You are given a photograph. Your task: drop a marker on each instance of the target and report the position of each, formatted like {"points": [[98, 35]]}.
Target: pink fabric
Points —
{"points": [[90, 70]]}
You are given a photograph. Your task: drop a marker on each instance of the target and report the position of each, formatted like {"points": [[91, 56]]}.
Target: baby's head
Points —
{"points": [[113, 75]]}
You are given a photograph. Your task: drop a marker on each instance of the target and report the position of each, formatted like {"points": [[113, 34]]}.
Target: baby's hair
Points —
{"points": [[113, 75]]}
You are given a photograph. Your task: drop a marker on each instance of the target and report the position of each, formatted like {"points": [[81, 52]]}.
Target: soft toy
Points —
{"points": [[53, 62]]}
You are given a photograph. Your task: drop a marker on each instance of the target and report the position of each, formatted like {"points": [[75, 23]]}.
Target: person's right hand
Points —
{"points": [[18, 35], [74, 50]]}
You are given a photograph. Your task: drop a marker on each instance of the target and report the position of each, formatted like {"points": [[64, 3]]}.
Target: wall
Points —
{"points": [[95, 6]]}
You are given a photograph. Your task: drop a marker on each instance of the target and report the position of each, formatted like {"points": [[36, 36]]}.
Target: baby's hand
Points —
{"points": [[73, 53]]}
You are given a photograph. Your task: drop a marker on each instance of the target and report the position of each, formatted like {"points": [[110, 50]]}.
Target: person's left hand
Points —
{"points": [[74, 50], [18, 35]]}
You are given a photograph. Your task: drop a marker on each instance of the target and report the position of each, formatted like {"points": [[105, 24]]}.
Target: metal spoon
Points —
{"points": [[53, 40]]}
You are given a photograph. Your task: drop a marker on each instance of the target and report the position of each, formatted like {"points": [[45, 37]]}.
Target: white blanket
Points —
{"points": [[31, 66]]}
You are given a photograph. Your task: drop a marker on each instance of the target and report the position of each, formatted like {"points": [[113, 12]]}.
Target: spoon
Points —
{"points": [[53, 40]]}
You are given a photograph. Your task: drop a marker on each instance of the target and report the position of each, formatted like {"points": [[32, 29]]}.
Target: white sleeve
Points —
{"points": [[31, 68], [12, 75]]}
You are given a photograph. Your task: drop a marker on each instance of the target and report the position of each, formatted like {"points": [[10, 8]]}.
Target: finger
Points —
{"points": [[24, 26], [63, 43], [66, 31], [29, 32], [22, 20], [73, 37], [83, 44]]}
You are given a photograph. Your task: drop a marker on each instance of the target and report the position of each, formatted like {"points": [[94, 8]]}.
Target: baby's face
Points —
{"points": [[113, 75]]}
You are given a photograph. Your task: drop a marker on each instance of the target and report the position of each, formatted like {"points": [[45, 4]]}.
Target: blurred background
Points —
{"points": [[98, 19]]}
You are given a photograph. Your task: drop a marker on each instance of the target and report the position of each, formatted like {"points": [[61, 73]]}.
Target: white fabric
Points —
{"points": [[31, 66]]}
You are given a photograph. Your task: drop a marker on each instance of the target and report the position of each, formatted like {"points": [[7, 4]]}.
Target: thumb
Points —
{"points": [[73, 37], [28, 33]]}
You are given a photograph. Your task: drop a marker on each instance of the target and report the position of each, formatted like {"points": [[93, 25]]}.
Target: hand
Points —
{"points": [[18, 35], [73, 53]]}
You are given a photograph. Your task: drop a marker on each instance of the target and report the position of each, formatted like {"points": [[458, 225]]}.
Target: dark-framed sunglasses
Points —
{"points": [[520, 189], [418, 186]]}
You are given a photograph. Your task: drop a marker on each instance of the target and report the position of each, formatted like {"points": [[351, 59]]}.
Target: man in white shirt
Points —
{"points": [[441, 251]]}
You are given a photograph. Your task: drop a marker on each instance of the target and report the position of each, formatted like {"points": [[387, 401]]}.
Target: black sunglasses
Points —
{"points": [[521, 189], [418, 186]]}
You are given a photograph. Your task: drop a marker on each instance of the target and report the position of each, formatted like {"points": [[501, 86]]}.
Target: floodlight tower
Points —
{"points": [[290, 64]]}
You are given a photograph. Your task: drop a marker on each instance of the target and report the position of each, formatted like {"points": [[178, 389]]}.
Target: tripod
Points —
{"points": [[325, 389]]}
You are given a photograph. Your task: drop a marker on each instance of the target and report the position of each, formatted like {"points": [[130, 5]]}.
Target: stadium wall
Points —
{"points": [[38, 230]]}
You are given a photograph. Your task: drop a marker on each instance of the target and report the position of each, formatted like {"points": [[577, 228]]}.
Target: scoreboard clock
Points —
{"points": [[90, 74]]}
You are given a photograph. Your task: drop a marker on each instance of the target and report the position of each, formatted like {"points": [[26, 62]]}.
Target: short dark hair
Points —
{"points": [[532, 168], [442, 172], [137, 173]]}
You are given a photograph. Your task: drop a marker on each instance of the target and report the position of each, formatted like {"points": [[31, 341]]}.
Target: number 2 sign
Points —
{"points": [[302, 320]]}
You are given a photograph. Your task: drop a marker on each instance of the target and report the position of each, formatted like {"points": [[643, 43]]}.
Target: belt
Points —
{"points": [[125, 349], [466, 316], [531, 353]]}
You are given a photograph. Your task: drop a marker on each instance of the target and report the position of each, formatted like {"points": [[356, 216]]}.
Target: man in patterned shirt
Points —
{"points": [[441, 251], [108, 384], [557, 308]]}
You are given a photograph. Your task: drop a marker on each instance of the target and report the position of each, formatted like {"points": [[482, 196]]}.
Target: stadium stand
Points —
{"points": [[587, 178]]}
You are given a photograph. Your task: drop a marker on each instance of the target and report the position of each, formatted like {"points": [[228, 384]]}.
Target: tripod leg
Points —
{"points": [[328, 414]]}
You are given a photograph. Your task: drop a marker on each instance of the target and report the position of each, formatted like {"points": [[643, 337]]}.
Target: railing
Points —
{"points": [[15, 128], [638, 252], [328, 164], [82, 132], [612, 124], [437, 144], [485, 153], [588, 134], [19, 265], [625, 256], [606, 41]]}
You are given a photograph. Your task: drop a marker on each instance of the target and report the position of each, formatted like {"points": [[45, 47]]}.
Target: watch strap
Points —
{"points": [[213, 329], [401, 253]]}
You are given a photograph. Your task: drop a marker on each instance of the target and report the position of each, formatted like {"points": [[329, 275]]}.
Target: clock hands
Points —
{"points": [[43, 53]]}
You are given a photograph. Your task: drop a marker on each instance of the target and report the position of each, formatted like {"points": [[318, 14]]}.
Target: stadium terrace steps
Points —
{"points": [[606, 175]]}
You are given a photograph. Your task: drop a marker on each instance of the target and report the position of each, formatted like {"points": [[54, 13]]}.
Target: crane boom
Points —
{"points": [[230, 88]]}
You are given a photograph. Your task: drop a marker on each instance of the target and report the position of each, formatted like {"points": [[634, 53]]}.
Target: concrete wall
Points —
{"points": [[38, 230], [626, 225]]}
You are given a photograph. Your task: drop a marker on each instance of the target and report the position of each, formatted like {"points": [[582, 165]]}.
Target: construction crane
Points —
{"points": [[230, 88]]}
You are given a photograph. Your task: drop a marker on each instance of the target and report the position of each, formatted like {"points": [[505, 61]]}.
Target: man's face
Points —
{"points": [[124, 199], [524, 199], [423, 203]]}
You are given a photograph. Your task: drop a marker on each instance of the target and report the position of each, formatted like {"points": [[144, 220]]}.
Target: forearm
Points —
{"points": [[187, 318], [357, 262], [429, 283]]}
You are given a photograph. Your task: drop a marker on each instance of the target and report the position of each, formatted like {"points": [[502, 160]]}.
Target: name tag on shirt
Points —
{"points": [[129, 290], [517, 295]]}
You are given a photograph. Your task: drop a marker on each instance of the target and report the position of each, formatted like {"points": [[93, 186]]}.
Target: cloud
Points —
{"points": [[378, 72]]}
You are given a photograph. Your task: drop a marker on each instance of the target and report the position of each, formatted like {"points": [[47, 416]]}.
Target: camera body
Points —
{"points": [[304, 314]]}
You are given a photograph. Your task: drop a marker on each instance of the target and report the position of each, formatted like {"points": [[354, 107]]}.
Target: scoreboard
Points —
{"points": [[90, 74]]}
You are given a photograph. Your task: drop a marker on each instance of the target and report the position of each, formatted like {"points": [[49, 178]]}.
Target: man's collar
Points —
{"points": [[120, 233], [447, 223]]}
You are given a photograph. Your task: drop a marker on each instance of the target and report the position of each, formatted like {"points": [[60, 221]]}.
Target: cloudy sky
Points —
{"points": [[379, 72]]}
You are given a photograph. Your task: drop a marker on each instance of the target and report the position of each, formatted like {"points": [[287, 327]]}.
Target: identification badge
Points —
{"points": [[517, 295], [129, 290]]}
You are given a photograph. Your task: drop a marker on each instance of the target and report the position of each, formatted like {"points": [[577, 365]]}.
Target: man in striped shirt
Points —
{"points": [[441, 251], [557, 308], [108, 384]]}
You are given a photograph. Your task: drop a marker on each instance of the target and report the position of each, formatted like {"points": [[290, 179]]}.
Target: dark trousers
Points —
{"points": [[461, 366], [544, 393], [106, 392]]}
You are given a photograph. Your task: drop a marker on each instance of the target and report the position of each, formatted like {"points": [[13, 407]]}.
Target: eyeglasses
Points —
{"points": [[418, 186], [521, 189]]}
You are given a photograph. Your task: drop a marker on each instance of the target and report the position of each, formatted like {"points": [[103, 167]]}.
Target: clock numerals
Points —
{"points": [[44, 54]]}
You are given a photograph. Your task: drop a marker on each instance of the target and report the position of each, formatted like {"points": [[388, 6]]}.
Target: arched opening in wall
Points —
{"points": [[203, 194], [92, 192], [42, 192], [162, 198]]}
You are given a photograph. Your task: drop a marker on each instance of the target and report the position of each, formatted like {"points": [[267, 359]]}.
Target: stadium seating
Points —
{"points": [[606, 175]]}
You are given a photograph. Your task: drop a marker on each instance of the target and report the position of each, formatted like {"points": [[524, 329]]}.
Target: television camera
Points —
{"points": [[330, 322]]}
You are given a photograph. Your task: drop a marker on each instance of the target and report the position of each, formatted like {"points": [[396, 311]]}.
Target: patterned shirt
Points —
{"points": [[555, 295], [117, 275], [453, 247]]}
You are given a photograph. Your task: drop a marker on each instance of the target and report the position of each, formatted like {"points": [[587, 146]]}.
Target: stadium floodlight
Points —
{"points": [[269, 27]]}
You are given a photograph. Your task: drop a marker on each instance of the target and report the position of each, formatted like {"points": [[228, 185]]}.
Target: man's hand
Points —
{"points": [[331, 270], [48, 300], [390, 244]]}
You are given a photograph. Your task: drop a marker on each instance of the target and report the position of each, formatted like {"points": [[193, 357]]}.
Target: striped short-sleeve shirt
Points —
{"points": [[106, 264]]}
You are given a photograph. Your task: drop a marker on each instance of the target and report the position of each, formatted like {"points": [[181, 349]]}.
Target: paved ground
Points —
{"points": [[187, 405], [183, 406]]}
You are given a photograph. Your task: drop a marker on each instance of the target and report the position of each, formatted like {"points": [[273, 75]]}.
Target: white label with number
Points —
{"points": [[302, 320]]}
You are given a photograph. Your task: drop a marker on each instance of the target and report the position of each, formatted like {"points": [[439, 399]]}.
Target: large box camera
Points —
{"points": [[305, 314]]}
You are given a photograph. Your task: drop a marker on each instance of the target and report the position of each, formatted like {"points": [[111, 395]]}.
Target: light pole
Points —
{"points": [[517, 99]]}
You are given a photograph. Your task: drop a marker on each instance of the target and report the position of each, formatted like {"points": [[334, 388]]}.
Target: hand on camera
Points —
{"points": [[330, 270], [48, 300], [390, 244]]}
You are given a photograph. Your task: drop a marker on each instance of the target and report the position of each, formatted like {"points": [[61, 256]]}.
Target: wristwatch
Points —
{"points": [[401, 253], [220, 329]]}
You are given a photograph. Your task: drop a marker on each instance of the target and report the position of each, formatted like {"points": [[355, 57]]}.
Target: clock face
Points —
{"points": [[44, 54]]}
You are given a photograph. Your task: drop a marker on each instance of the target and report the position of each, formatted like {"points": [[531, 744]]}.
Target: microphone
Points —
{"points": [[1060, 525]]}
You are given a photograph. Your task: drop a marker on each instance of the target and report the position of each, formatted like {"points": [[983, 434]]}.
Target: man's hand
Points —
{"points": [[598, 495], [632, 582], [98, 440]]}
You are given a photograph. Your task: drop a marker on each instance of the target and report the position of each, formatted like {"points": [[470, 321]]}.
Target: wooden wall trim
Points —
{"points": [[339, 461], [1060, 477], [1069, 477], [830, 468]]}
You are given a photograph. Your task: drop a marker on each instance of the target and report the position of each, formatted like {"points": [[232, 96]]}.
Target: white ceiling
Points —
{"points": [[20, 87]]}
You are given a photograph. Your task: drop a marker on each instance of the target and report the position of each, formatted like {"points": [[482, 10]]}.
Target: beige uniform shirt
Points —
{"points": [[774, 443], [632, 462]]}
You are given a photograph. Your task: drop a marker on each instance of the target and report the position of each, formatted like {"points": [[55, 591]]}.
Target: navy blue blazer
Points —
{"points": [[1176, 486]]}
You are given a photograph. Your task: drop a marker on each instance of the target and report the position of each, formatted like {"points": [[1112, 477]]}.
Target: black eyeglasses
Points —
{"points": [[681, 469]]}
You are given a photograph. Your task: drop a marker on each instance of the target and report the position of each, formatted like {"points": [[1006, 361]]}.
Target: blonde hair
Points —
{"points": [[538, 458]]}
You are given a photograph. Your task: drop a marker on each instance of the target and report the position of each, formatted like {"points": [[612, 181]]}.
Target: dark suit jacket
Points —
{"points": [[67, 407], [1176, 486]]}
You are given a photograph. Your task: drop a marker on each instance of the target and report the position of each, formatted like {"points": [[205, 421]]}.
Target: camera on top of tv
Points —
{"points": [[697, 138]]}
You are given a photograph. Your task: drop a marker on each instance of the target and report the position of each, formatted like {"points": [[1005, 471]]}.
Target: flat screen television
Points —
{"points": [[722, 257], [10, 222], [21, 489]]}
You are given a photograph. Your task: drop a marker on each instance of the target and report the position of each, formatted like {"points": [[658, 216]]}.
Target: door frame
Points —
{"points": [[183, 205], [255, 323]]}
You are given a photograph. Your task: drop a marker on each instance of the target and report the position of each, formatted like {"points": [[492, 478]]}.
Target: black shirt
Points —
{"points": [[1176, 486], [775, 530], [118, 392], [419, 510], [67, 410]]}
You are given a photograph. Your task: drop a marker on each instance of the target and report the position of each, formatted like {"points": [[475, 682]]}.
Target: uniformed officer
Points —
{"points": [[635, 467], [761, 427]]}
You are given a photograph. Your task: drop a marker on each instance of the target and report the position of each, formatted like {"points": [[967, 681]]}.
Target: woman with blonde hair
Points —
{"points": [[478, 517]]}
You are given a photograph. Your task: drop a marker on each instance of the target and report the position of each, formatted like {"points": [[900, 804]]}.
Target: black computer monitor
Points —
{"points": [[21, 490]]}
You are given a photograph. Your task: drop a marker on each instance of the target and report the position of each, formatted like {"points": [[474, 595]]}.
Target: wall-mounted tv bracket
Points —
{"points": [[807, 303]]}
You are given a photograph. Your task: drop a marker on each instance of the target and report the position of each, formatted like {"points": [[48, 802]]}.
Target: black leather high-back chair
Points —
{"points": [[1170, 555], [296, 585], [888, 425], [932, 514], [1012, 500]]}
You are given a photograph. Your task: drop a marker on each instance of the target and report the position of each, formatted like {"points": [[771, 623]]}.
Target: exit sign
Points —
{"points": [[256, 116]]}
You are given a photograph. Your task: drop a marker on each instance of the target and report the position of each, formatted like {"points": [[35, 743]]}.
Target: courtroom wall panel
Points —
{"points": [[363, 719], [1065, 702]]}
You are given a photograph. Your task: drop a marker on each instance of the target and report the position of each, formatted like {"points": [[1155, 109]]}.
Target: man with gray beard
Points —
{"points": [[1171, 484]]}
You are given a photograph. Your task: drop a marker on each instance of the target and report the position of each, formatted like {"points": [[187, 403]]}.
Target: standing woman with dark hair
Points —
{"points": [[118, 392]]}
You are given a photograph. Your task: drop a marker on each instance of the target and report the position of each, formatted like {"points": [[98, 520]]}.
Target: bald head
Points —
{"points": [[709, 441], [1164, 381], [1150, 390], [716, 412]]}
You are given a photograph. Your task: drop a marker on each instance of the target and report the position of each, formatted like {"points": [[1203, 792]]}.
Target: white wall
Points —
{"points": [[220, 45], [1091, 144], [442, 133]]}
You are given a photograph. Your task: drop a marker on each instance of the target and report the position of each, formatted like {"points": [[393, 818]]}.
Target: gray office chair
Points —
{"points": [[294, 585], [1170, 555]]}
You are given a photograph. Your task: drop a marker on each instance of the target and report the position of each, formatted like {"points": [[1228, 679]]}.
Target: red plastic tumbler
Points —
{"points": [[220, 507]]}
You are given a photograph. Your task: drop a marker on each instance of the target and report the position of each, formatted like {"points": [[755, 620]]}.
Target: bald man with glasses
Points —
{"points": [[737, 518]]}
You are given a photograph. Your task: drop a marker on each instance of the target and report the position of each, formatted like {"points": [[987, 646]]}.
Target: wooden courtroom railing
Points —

☆ ☆ ☆ ☆ ☆ ☆ ☆

Problem requirements:
Extract every line above that contains the word "with", treating uppercase and lowercase letters as distinct.

Finished answer:
Target: white label with number
Target: woman with blonde hair
Target: man with gray beard
Target: standing woman with dark hair
Target: bald man with glasses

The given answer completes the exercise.